▶ GIVEN RECORDS:
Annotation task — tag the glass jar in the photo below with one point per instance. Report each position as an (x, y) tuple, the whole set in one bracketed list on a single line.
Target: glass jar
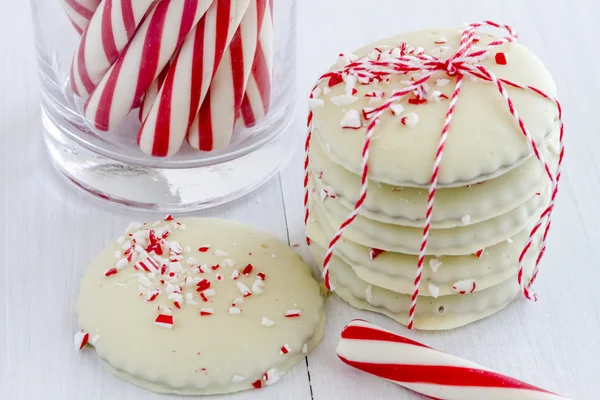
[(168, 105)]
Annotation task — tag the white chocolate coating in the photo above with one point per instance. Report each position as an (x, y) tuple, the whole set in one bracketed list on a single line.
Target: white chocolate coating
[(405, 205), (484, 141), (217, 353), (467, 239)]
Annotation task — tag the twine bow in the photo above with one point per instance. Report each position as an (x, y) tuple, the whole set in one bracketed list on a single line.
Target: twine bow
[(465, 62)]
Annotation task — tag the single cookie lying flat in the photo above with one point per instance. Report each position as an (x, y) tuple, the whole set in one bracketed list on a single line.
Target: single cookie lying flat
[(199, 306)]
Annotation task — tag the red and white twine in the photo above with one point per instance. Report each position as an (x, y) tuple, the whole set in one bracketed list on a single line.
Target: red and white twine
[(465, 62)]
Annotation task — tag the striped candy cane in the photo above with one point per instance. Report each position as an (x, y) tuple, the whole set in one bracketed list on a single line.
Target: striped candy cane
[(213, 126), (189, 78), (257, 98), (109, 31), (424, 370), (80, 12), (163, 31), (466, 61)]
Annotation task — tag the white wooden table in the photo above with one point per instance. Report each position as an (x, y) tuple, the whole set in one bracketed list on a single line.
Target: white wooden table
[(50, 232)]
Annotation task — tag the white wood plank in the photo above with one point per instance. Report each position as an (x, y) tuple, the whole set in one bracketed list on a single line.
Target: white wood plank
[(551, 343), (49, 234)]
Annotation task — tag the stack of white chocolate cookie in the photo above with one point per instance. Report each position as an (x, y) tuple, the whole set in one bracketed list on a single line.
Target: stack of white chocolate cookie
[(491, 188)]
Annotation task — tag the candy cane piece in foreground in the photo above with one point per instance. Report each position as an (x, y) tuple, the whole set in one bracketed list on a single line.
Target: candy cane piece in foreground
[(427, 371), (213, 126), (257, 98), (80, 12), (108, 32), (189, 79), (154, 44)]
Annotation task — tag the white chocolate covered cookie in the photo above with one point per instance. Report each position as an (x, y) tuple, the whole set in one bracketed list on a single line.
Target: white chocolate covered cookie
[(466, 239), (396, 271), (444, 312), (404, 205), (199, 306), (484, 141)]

--

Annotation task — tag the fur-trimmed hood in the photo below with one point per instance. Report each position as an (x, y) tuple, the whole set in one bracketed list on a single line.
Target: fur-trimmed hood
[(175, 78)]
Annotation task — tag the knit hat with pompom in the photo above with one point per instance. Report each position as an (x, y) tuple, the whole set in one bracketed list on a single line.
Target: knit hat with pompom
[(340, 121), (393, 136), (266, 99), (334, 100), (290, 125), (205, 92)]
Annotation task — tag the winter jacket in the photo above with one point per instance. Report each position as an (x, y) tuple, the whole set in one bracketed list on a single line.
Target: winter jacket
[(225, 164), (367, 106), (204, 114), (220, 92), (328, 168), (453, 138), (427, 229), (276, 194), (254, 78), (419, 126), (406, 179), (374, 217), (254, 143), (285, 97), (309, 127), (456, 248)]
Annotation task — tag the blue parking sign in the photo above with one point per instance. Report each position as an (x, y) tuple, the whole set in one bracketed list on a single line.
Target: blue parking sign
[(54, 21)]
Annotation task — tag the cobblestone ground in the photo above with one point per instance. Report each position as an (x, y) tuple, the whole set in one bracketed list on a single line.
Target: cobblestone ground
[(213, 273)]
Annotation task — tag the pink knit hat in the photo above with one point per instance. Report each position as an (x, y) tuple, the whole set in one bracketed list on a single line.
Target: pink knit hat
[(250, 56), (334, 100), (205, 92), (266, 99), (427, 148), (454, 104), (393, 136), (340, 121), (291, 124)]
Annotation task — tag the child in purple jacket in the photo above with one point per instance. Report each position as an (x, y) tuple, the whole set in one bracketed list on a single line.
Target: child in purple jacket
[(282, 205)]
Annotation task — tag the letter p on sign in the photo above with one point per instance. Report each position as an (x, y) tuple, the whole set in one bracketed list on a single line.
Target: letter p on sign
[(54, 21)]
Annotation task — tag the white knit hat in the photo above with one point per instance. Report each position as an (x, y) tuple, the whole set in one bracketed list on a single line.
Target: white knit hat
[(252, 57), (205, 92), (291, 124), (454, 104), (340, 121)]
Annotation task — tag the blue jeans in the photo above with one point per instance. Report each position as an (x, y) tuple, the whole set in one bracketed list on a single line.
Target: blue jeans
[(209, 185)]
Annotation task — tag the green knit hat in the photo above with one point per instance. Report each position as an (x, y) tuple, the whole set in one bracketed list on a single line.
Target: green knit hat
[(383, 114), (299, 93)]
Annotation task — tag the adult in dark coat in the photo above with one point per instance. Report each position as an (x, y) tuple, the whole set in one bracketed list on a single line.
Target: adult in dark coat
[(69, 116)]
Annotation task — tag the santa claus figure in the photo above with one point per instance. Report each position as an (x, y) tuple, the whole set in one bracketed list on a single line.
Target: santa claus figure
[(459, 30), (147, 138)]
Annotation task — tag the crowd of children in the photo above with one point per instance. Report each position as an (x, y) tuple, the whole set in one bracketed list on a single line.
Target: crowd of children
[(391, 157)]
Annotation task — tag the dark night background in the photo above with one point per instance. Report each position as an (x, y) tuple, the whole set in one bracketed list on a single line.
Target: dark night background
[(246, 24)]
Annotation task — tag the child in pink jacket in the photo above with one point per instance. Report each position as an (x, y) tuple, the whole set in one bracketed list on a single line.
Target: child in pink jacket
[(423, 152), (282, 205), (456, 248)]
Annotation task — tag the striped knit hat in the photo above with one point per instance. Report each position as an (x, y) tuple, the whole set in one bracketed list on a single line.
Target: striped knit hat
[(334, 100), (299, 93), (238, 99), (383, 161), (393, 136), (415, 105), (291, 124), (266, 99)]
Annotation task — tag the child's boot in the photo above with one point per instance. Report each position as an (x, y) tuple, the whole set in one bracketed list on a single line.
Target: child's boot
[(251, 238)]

▶ PROBLEM:
How many lines in the entries above contain the string "trimmed"? Reply with the number alone.

▶ SOLUTION BELOW:
2